Find every line in the records below that contains the word "tomato" and copy each of those lines.

++++ Exercise data ++++

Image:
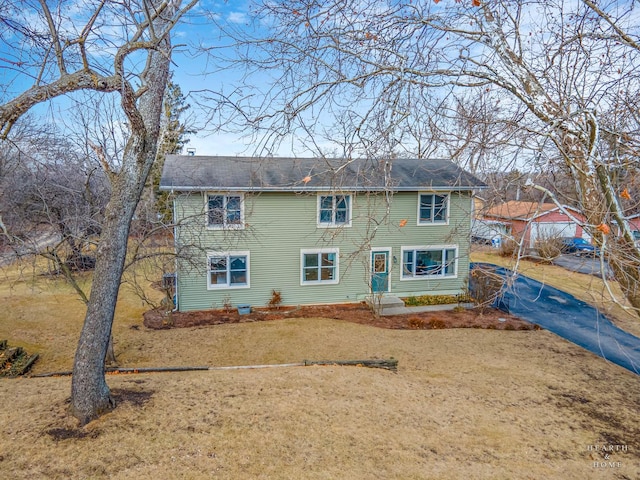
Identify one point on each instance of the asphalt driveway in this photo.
(566, 316)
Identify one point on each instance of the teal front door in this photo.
(379, 271)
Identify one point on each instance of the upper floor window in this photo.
(225, 211)
(334, 210)
(432, 208)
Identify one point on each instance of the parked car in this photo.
(578, 246)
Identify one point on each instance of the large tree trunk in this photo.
(90, 395)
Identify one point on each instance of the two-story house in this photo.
(317, 230)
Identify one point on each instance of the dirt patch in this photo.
(357, 313)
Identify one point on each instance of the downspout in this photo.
(175, 249)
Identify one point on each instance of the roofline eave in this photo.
(166, 188)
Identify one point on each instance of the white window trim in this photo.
(233, 226)
(448, 208)
(335, 281)
(333, 224)
(429, 277)
(238, 253)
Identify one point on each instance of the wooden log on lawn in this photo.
(387, 364)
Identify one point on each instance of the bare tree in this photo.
(63, 53)
(560, 78)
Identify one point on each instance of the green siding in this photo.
(279, 225)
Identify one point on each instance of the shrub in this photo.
(416, 323)
(422, 300)
(276, 299)
(549, 248)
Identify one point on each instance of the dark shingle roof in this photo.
(193, 173)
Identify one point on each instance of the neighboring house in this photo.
(531, 221)
(317, 230)
(484, 230)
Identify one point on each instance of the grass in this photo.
(464, 403)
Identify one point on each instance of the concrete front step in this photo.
(384, 303)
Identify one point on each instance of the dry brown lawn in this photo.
(465, 403)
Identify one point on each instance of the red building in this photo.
(530, 221)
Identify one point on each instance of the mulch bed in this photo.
(357, 313)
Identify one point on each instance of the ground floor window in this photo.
(228, 269)
(319, 266)
(426, 262)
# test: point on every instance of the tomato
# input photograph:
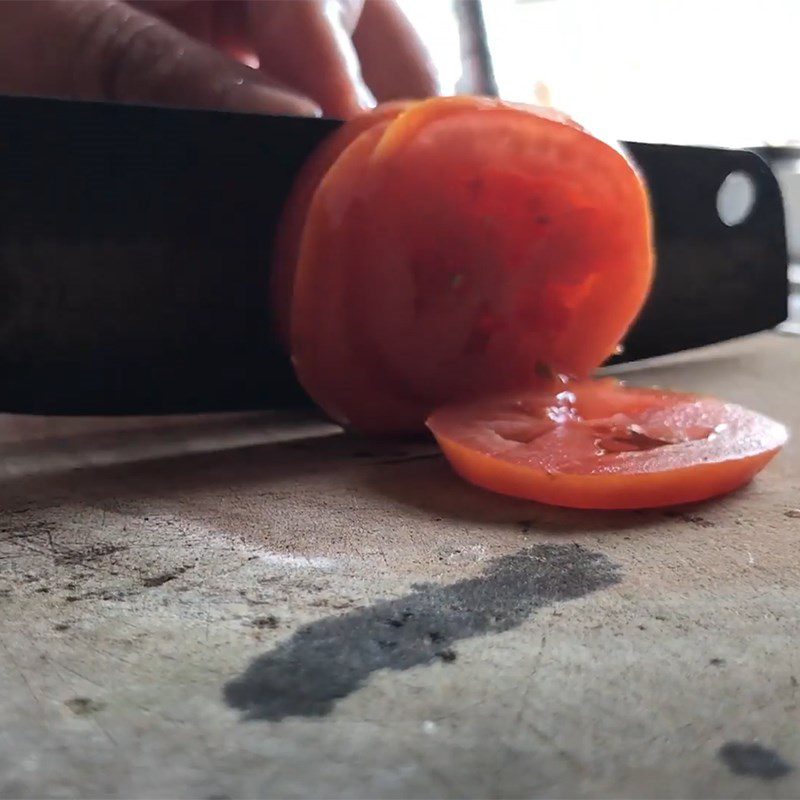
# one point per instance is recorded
(448, 248)
(599, 444)
(290, 228)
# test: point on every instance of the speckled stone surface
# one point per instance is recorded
(250, 606)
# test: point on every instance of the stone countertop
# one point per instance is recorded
(247, 605)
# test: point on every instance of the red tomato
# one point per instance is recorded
(290, 229)
(601, 445)
(453, 246)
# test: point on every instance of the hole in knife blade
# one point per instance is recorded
(736, 198)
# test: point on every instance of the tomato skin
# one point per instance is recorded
(450, 248)
(709, 448)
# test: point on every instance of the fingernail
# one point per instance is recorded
(365, 97)
(257, 98)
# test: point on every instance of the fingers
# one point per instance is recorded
(307, 44)
(102, 49)
(394, 61)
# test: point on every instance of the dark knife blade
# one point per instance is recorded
(134, 256)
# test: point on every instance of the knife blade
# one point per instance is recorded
(135, 243)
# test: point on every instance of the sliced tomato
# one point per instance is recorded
(450, 248)
(290, 229)
(599, 444)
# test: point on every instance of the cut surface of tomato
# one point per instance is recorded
(598, 444)
(290, 230)
(449, 247)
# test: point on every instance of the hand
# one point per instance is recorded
(312, 56)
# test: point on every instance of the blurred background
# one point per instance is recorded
(682, 71)
(702, 72)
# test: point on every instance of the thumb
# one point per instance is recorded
(108, 50)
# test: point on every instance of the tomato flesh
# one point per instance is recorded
(444, 259)
(451, 247)
(599, 444)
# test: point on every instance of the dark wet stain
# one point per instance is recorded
(691, 519)
(81, 706)
(749, 758)
(164, 577)
(333, 657)
(408, 458)
(270, 621)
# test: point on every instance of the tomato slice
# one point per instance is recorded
(290, 229)
(451, 247)
(599, 444)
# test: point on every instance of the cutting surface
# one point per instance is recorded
(256, 606)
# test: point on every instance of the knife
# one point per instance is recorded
(135, 250)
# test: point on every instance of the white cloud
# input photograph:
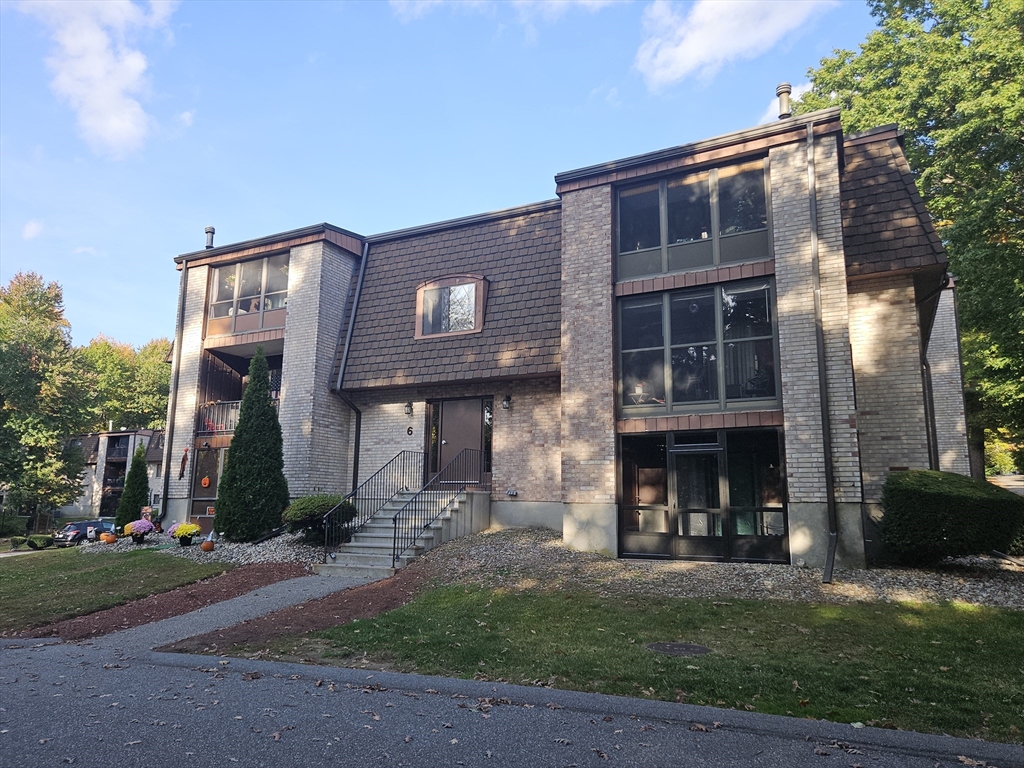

++++

- _Solved problem_
# test: point on every instance of the tomato
# test: point on every instance of the red tomato
# test: point on every instance of the tomato skin
# test: point on every instance of the sliced tomato
# test: point on every instance of the cut surface of tomato
# test: point on every instance of the tomato flesh
# test: point on every instance of the tomato slice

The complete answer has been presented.